Content starts

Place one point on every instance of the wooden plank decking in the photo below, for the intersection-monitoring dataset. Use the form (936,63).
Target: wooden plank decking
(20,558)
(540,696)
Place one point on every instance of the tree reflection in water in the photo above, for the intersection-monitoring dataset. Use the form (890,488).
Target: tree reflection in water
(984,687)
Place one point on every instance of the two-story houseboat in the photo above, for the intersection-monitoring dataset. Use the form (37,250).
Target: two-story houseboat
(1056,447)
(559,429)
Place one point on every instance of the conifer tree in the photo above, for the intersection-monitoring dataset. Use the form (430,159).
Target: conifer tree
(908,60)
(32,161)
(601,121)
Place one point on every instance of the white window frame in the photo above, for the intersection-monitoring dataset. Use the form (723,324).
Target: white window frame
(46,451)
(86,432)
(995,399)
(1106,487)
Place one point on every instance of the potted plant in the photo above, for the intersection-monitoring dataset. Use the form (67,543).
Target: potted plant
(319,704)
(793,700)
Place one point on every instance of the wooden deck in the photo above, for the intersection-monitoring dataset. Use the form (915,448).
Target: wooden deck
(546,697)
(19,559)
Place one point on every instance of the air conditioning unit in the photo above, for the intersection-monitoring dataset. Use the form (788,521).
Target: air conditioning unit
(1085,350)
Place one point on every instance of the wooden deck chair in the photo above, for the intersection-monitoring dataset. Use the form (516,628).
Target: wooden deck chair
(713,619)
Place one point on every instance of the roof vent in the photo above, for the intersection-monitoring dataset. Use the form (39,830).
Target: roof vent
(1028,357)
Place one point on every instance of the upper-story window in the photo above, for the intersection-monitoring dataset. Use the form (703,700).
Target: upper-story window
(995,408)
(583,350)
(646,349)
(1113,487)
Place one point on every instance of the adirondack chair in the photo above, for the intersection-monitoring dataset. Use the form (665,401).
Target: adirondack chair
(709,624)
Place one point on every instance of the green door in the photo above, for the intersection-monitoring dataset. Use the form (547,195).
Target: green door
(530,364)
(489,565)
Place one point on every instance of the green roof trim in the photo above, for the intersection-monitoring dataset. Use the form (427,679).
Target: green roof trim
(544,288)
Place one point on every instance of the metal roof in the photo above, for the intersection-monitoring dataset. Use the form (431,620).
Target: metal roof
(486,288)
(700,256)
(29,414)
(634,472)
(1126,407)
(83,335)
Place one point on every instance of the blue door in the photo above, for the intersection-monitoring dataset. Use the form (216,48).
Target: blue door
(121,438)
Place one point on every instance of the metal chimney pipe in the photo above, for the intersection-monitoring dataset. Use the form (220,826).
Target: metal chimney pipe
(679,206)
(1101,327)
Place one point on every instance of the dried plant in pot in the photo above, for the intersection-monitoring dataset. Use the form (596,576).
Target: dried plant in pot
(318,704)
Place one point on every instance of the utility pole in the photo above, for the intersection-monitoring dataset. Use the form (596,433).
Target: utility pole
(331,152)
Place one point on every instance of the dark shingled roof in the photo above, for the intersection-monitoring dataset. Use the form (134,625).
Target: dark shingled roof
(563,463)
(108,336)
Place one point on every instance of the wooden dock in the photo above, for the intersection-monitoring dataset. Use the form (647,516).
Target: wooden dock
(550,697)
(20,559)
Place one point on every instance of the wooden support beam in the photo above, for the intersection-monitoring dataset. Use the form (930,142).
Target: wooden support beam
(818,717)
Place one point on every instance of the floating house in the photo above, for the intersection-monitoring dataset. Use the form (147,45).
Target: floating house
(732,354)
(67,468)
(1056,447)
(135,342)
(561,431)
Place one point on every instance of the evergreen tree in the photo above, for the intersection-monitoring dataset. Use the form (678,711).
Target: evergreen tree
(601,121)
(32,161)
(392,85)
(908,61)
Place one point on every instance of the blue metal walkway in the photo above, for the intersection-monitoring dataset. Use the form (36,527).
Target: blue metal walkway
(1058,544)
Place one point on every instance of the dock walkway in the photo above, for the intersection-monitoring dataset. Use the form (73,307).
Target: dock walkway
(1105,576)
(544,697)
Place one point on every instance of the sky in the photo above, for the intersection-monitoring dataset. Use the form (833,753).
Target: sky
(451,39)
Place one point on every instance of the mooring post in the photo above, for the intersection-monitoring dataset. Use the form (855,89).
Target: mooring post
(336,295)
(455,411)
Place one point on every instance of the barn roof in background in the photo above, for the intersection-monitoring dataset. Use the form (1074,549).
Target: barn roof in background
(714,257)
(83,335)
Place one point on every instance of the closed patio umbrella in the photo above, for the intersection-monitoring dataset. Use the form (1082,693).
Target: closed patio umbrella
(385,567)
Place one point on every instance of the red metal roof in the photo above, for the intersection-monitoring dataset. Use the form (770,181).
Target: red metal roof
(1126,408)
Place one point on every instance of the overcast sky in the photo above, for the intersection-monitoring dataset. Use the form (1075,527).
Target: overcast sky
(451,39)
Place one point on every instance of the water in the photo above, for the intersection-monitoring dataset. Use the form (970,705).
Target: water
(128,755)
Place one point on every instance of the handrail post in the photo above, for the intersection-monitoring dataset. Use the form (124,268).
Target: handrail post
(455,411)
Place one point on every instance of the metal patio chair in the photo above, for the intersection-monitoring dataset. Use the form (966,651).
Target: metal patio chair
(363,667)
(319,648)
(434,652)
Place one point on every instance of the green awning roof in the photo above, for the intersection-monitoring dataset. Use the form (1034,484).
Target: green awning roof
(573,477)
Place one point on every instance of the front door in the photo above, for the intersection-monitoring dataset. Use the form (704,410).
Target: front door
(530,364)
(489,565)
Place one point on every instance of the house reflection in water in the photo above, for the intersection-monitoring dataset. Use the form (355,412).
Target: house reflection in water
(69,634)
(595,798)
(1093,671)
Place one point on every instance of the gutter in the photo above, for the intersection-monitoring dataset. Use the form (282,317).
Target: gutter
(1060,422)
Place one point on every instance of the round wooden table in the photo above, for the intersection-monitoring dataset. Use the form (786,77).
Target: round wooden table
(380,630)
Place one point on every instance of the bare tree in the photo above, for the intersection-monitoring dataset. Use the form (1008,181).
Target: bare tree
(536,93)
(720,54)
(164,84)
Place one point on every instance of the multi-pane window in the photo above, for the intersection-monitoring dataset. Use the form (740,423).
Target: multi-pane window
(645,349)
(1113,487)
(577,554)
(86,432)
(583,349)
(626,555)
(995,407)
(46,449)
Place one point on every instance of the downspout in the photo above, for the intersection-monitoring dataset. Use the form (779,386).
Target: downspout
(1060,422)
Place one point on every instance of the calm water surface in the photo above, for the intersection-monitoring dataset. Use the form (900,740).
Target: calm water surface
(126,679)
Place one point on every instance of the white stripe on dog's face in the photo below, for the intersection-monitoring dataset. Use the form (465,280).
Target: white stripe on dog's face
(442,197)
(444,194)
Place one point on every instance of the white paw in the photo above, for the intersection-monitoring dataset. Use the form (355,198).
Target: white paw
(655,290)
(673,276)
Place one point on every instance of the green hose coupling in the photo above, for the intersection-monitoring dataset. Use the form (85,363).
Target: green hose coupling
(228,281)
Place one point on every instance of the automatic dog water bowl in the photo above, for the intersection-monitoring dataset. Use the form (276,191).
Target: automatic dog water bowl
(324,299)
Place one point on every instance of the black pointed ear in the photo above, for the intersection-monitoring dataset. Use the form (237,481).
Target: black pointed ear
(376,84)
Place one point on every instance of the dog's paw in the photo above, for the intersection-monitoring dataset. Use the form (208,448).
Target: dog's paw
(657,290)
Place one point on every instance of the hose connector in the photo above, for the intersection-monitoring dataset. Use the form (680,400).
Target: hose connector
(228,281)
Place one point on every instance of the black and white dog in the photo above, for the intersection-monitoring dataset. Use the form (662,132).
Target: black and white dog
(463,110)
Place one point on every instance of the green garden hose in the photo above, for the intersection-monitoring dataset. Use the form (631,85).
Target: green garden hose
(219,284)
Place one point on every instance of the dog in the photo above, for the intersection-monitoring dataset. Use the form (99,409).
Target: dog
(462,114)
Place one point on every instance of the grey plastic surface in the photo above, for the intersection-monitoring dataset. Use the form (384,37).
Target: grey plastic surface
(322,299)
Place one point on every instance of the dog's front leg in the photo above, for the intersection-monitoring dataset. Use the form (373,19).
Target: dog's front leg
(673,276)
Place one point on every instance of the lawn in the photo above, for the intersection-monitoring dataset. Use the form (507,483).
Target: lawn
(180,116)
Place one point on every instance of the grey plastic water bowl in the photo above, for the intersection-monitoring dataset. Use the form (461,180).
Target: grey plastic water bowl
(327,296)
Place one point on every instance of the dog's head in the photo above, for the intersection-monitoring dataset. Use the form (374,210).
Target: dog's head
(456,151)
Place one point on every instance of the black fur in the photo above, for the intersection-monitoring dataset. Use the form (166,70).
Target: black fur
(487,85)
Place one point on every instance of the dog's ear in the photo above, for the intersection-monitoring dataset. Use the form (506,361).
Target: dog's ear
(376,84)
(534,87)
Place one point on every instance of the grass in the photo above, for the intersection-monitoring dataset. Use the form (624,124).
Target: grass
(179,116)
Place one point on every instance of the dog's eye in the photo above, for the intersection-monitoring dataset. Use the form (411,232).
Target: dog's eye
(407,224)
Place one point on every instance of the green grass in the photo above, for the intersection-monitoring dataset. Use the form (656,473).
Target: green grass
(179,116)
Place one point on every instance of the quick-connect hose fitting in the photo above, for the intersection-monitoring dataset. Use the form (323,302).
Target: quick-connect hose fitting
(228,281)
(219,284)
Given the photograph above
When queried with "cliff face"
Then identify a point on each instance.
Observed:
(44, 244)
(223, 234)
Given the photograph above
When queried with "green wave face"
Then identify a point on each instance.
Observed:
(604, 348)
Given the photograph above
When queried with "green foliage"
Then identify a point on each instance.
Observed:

Content ends

▸ **TASK BRIEF**: Go through the entries above and copy each line with "When" in it.

▸ **YOUR RESPONSE**:
When queried with "cliff face"
When queried with "green wave face"
When queried with "green foliage"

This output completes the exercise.